Quand on parle des capacités hors-norme de Ramanujan, on rappelle toujours l’anecdote rapportée par Hardy, celle du nombre 1729. Bien sûr, le film ne se prive pas de le mettre en image. En se rendant au chevet de Ramanujan, Hardy emprunte un taxi portant le numéro 1729. Hardy trouve ce nombre sans intérêt, craignant un mauvais présage. Ramanujan lui réplique alors que, pas du tout, 1729 est un nombre très intéressant, puisque c’est le plus petit entier que l’on peut écrire sous la forme d’une somme de deux cubes positifs, et ce, de deux façons différentes. En effet, 1729 est égal à 1³+12³, mais aussi à 9³+10³. Cette propriété du nombre était connue bien avant Ramanujan, mais c’est malgré tout cette anecdote du taxi qui l’a popularisé. On appelle d’ailleurs désormais N-ième nombre  taxicab le plus petit des entiers que l’on peut écrire comme somme de 2 cubes positifs de N façons différentes. Le nombre 1729 est donc le deuxième nombre taxicab. Le 3e nombre taxicab, quant à lui, vaut 87 539 319. On sait aujourd’hui que la suite des nombres taxicab est infinies, mais on ne connait la valeur que des 6 premiers.

L’autre point sur lequel le film s’attarde est le sujet qui rendra Ramanujan célèbre, celui des partitions d’entiers. On appelle partition de N, noté p(N), le nombre de façon d’écrire N sous la forme d’une somme d’entier positifs décroissants. L’exemple du film est le calcul de p(4), qui vaut 5. En effet, on peut écrire 4 de 5 façons différentes : 1+1+1+1, 2+1+1, 2+2, 3+1 et 4. La croissance de la fonction p est particulièrement rapide, ce qui rend les calculs de p(N) très vite infaisables à la main pour de grandes valeurs de N. Dans le film, Ramanujan se confronte à MacMahon sur le calcul du nombre de partitions de 200. On ne le voit pas directement à l’écran, mais MacMahon utilise pour ce calcul des formules récursives, qui permettent de calculer le nombre de partitions de N si l’on connait le nombre de partitions de tous les nombres inférieurs à N. Pour calculer p(200), il faut préalablement calculer p(199), p(198) etc. Après pas mal de calculs, on peut aboutir au résultat exact, ce qui est montré dans le film. p(200) est précisément égal à 3 972 999 029 388. De son côté, Ramanujan utilise la formule qu’il a découverte, p(N) est à peu près égal à 1/[4N√3]*e^(π√(2N/3)). Cette formule donne des valeurs approchée à quelques pourcents de p(N). Grâce à celle-ci, il obtient un résultat très proche du résultat attendu, c’est à dire «3 trillions 972 mille 998 millions». Une erreur de traduction est à noter, puisque selon les conventions françaises, ce nombre doit plutôt se lire «3 billions 972 mille 998 millions». Il y a en effet deux nomenclatures pour les grands nombres : l'échelle courte, anglo-saxonne (million, billion, trillion, ...) et l'échelle longue, du reste du monde (million, milliard, billion, billiard,). Le mot "trillion" est donc un mot dangereux à utiliser, puisqu'il désigne parfois 10^18 et parfois 10^12. En refaisant les calculs, on peut aussi remarquer qu’il n’a pas réellement utilisé la formule de la scène précédente, puisqu’il aurait dû annoncer sinon un résultat de l’ordre de 4.1 billions. Bref, avec l’aide de Hardy, Ramanujan publiera en 1918 cette formule permettant d’estimer précisément p(x) pour les grandes valeurs de x, une avancée incroyable de la combinatoire à l’époque.

---+---

• [Tâche demandée 1] Renvoyez chaque ligne des enregistrements contenant la chaîne « flower », en tenant compte de la casse.

• [Données enregistrées]
---+---

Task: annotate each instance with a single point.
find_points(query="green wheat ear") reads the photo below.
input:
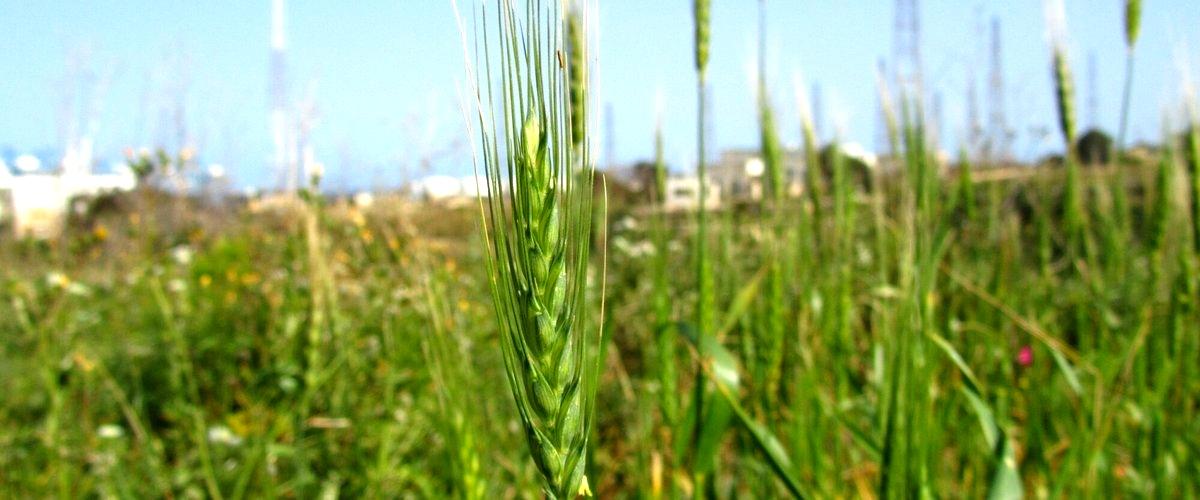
(538, 227)
(1133, 22)
(702, 12)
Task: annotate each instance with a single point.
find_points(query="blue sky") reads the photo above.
(383, 73)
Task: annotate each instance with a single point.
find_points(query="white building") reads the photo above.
(683, 194)
(39, 200)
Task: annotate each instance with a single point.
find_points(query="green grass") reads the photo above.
(930, 331)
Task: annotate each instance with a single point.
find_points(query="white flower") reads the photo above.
(183, 254)
(222, 435)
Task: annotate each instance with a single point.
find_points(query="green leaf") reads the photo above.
(723, 369)
(1067, 371)
(1006, 480)
(957, 359)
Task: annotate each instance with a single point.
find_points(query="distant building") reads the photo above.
(449, 190)
(39, 200)
(741, 174)
(683, 194)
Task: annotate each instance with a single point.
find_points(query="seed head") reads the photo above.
(702, 12)
(1133, 22)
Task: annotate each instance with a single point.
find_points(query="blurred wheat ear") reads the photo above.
(538, 224)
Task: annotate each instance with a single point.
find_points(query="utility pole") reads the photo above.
(285, 162)
(907, 49)
(1000, 138)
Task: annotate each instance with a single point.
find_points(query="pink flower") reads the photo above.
(1025, 357)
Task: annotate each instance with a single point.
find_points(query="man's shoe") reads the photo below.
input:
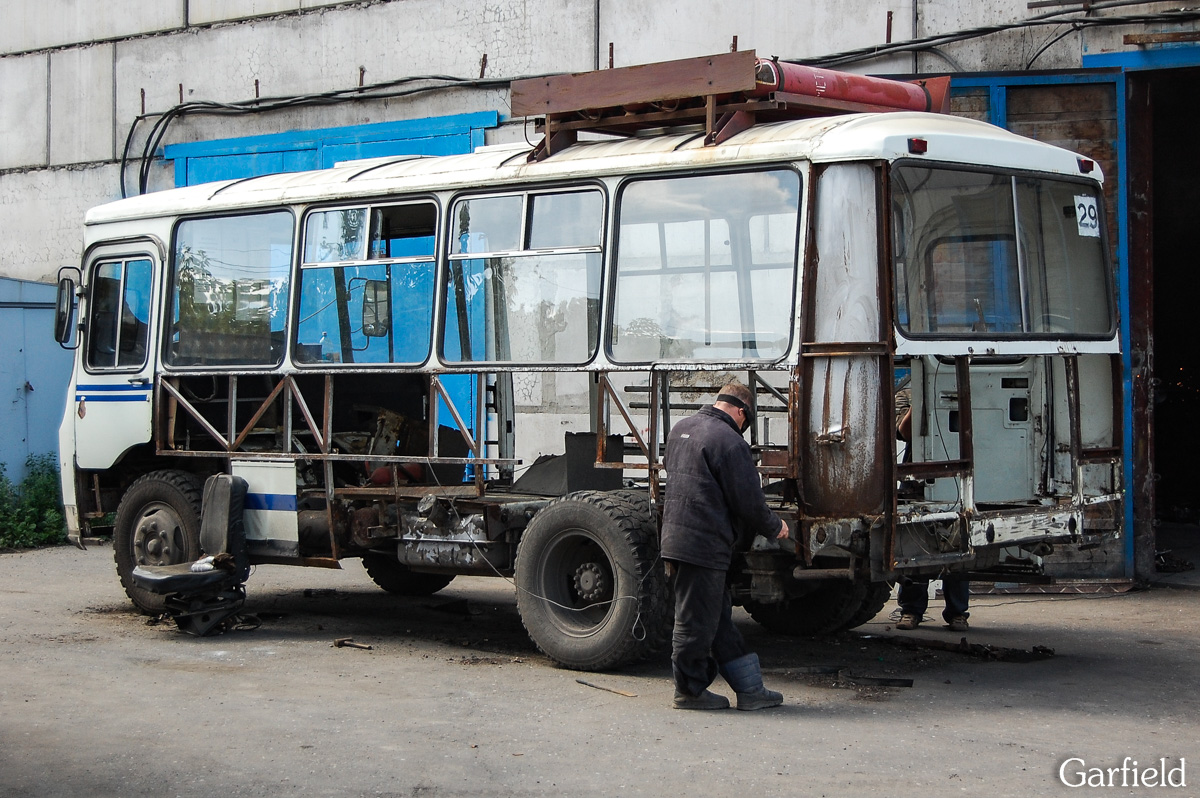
(706, 700)
(744, 675)
(762, 699)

---+---

• [Tâche demandée 2] D'après le texte sur Ramanujan, quelle est la valeur exacte de p(200) ?

• [Réponse attendue 1]
find_points(query="white flower") reads the photo above.
find_points(query="pink flower") reads the photo above.

• [Réponse attendue 2] p(200) est précisément égal à 3 972 999 029 388.